_WHAT THIS EXERCISE ASKS_
[1] From the text on KiCad backend modes, quote the passage from "Note: KIPY mode" up to and including "Tools (40+ total)".
[2] List every mode named in the text on KiCad backend modes.
BEGIN PASSAGE FOR REVIEW
Mode	KiCad Version	Real-time	How it works	Status
kipy	9.0+	✅ Yes	Direct IPC API connection	Default
ipc	8.0+	❌ No	File-based bridge process	Fallback
direct	8.0+	❌ No	Direct file manipulation	Fallback

Note: KIPY mode is the primary backend for bleeding-edge development. It provides instant visual feedback in KiCad's viewport and native undo/redo integration. The server automatically falls back to IPC or direct mode if KIPY is unavailable.

Available Tools (40+ total)
END PASSAGE FOR REVIEW
BEGIN PROVIDED DATA
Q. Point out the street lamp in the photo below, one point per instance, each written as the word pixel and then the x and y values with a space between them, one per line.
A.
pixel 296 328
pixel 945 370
END PROVIDED DATA
_RESULTS FOR EACH TASK_
[1]
Note: KIPY mode is the primary backend for bleeding-edge development. It provides instant visual feedback in KiCad's viewport and native undo/redo integration. The server automatically falls back to IPC or direct mode if KIPY is unavailable.

Available Tools (40+ total)

[2] kipy, ipc, direct